About this task - Copy exactly the lines of the records below, and only those lines, beginning with the line that contains "Practice step: point at the concrete" and ending with the line that contains "Practice step: point at the black".

Stored records:

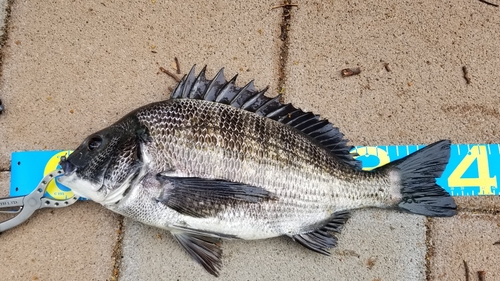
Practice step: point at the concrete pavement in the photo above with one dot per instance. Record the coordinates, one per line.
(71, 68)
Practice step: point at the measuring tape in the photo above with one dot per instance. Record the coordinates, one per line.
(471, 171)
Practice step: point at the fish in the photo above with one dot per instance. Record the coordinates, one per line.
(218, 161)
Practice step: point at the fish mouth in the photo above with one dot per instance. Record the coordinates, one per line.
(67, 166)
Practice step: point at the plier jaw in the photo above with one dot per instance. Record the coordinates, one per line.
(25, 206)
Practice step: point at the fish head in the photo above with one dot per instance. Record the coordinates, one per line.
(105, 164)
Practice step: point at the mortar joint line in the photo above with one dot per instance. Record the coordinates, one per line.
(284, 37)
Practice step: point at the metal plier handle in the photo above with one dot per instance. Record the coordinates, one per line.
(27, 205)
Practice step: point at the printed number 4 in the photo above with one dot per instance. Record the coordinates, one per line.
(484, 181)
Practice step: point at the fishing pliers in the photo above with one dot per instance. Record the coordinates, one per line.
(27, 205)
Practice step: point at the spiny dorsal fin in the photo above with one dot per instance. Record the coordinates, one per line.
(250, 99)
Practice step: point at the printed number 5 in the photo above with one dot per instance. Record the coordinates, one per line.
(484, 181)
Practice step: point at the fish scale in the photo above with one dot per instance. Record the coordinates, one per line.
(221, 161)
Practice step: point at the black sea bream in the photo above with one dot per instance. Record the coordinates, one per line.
...
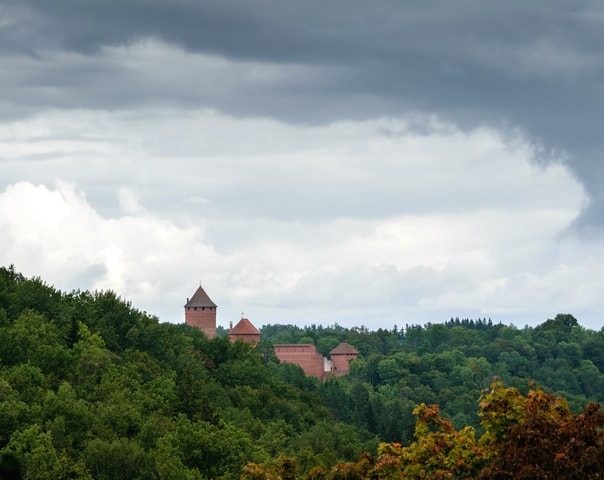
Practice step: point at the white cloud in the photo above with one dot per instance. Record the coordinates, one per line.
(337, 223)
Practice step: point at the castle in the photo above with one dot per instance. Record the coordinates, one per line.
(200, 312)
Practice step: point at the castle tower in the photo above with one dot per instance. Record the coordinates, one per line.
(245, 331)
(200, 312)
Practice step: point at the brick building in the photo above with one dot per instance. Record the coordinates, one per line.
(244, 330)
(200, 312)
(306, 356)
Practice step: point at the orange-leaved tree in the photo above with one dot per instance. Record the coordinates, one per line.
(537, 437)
--
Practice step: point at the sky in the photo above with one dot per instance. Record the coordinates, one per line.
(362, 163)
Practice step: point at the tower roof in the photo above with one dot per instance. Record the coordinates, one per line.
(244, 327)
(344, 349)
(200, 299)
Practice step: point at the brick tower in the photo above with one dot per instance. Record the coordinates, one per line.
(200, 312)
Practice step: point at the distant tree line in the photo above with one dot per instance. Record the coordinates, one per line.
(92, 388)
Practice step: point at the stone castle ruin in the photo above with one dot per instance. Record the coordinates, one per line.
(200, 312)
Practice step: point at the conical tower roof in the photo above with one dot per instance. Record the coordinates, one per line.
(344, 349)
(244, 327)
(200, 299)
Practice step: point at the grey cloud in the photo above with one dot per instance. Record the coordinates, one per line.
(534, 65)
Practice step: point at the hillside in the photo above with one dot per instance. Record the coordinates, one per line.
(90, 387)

Solution for this exercise -
Practice step: point at the concrete pavement in the photo above with one dot per instance. Record the coordinates, one per line.
(71, 68)
Practice step: point at the measuring tape in the photo above with one dot per instance. Record the coordinates, one per line.
(471, 171)
Practice step: point at the fish in the photo above with one dot per instance. Record the coordinates, one per line.
(218, 161)
Practice step: point at the fish mouth in the photo above with one dot per instance. Record the coordinates, one per line.
(67, 166)
Practice step: point at the plier jaw in the photo above with one dot per instance. Record the coordinates, one per line.
(25, 206)
Practice step: point at the fish head in the photo above with one dot per instance. Record the coordinates, one per line.
(105, 164)
Practice step: point at the mortar joint line in the photo above with one dot per instance. Record the coordinates, one per line.
(284, 37)
Practice step: point at the metal plier handle in the photo above with one dot per instance. Record the coordinates, one per line.
(27, 205)
Practice step: point at the printed number 4 in the photo above with one dot per instance. Record the coordinates, one per line.
(484, 181)
Practice step: point at the fishing pliers in the photo above with one dot per instance. Record the coordinates, one per line.
(27, 205)
Practice step: point at the spiny dorsal fin in the photo above with one dot per instance. Record the coordinates, one per line.
(250, 99)
Practice step: point at the printed number 5 in the photo above with one dot per instance. Record the coordinates, one per line.
(484, 181)
Practice step: point at the fish scale in the photo above with one dot per instance. Record the coordinates, one per line.
(221, 161)
Practice step: point at the black sea bream in the photo above with one dot per instance. Record the coordinates, one per line.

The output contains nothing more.